● Task instructions
A. In the forum post about parsing a table with simple_html_dom, what does the poster think partly compounds the problem of pulling out the TD values?
B. Reproduce the part of the forum post between "What I'm trying" and "foreach($tds as $td)", inclusive.

I'm trying to work how to traverse this specific table with the "simple_html_dom.php". I've tried many different angles and just can't get it right. I can separate the table row by row but I can't slice up the TD values into individual components.
What I'm trying to do is take the table from this site and move the TD values into specific (array of) variables I can reliably and predictably work with. The problem is partly compounded, I think, by the fact that the TR or TDs don't have any attributes that I can 'find'.
$dom = file_get_html('http://www.asx.com.au/asx/statistics/prevBusDayAnns.do');
$tds = $dom->find('table',0)->find('tr', 1)->find('td', 1);
foreach($tds as $td)
{
echo $td->plaintext . '</br>'
}
The code above finds the first TR but I would have expected $tds to have the value of TD cell 1. It does not though. It spits out the entire TR.
I've been over the documentation and had a good search around the net but no luck.
EDIT - Solution (something like this):
$tds = $dom->find('table',0)->find('tr');
foreach($dom->find('tr') as $key => $tr)

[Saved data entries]
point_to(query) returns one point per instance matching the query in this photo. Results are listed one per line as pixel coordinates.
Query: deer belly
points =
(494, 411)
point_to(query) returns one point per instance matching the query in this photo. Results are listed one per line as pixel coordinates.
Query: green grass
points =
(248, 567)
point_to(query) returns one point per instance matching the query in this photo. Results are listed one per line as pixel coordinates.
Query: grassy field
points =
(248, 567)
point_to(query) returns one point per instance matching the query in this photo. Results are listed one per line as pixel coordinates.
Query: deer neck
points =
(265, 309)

● Answers per task
A. The poster thinks the problem is partly compounded because the table's TR and TD tags have no attributes that can be targeted with find. That leaves nothing distinctive to select them by.

B.
What I'm trying to do is take the table from this site and move the TD values into specific (array of) variables I can reliably and predictably work with. The problem is partly compounded, I think, by the fact that the TR or TDs don't have any attributes that I can 'find'.
$dom = file_get_html('http://www.asx.com.au/asx/statistics/prevBusDayAnns.do');
$tds = $dom->find('table',0)->find('tr', 1)->find('td', 1);
foreach($tds as $td)